Retype the passage from the summary on the largest eigenvalue of Wishart matrices from "A rate of convergence" up to and including "is denoted \(F_2\).".

§ **SOURCE EXTRACT**

-- Start --

A rate of convergence result for the largest eigenvalue of complex white Wishart matrices. (English) Zbl 1108.62014

Summary: It has been recently shown that if \(X\) is an \(n\times N\) matrix whose entries are i.i.d. standard complex Gaussian and \(l_1\) is the largest eigenvalue of \(X^*X\), there exist sequences \(m_{n,N}\) and \(s_{n,N}\) such that \((l_1-m_{n,N})/s_{n,N}\) converges in distribution to \(W_2\), the Tracy-Widom law appearing in the study of the Gaussian unitary ensemble [see C. A. Tracy and H. Widom, Commun. Math. Phys. 159, 151–174 (1994; Zbl 0789.35152); J. Stat. Phys. 92, No. 5–6, 809–835 (1998; Zbl 0942.60099)]. This probability law has a density which is known and computable. The cumulative distribution function of \(W_2\) is denoted \(F_2\).

-- End --

§ **STORED RECORDS**

-- Start --

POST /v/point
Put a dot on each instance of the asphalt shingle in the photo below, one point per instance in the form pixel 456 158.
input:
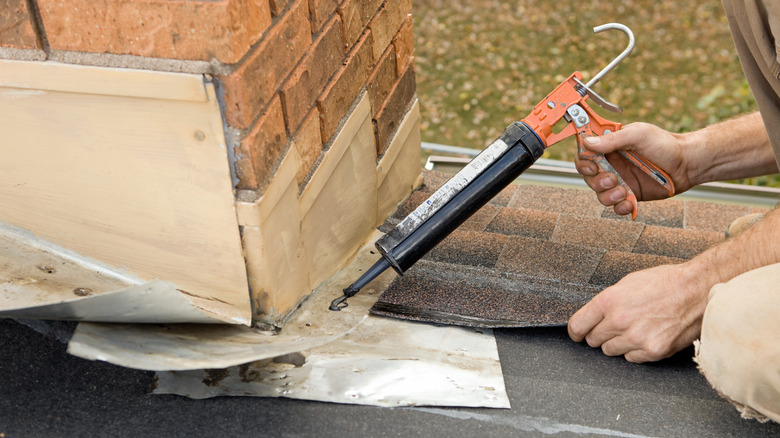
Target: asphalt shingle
pixel 536 255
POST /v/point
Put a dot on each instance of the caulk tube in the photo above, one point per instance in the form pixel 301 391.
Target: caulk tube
pixel 509 138
pixel 525 150
pixel 517 149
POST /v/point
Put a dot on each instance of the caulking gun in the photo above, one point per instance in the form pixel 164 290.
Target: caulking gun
pixel 515 150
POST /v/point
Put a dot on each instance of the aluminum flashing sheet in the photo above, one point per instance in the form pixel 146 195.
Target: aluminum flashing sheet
pixel 535 254
pixel 41 280
pixel 382 361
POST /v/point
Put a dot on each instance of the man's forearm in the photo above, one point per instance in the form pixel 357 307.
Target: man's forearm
pixel 735 148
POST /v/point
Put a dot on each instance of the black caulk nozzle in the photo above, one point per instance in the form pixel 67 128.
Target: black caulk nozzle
pixel 379 267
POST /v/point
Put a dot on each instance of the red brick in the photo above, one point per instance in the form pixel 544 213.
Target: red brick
pixel 261 148
pixel 404 44
pixel 386 23
pixel 307 81
pixel 355 14
pixel 382 79
pixel 16 29
pixel 308 143
pixel 193 30
pixel 343 88
pixel 392 112
pixel 277 6
pixel 320 11
pixel 256 80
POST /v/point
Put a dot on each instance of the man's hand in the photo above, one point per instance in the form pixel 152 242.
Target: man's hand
pixel 664 149
pixel 647 316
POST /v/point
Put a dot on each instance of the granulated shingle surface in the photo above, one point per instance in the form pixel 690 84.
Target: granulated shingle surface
pixel 666 212
pixel 469 248
pixel 597 232
pixel 533 257
pixel 521 222
pixel 675 242
pixel 548 259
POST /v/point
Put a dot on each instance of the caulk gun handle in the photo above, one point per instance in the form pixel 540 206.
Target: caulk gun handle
pixel 597 125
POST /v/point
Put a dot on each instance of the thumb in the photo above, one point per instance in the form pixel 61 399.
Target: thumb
pixel 630 137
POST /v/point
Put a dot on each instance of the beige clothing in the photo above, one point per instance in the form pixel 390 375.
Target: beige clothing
pixel 739 349
pixel 754 23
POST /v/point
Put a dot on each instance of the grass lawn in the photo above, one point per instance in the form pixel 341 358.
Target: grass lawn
pixel 482 64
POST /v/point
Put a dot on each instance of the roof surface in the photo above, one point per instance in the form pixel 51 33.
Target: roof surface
pixel 535 254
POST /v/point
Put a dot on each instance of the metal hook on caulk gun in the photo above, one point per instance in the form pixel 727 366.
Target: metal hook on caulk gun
pixel 587 88
pixel 611 66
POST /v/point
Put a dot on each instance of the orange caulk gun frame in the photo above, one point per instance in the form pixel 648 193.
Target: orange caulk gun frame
pixel 567 101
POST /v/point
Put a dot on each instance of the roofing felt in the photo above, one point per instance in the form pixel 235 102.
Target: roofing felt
pixel 535 254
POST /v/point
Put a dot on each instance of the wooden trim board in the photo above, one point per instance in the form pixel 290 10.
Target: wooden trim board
pixel 126 167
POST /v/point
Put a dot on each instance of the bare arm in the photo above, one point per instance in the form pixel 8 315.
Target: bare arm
pixel 736 148
pixel 651 314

-- End --

§ **REPLY TO THE EXERCISE**
A rate of convergence result for the largest eigenvalue of complex white Wishart matrices. (English) Zbl 1108.62014

Summary: It has been recently shown that if \(X\) is an \(n\times N\) matrix whose entries are i.i.d. standard complex Gaussian and \(l_1\) is the largest eigenvalue of \(X^*X\), there exist sequences \(m_{n,N}\) and \(s_{n,N}\) such that \((l_1-m_{n,N})/s_{n,N}\) converges in distribution to \(W_2\), the Tracy-Widom law appearing in the study of the Gaussian unitary ensemble [see C. A. Tracy and H. Widom, Commun. Math. Phys. 159, 151–174 (1994; Zbl 0789.35152); J. Stat. Phys. 92, No. 5–6, 809–835 (1998; Zbl 0942.60099)]. This probability law has a density which is known and computable. The cumulative distribution function of \(W_2\) is denoted \(F_2\).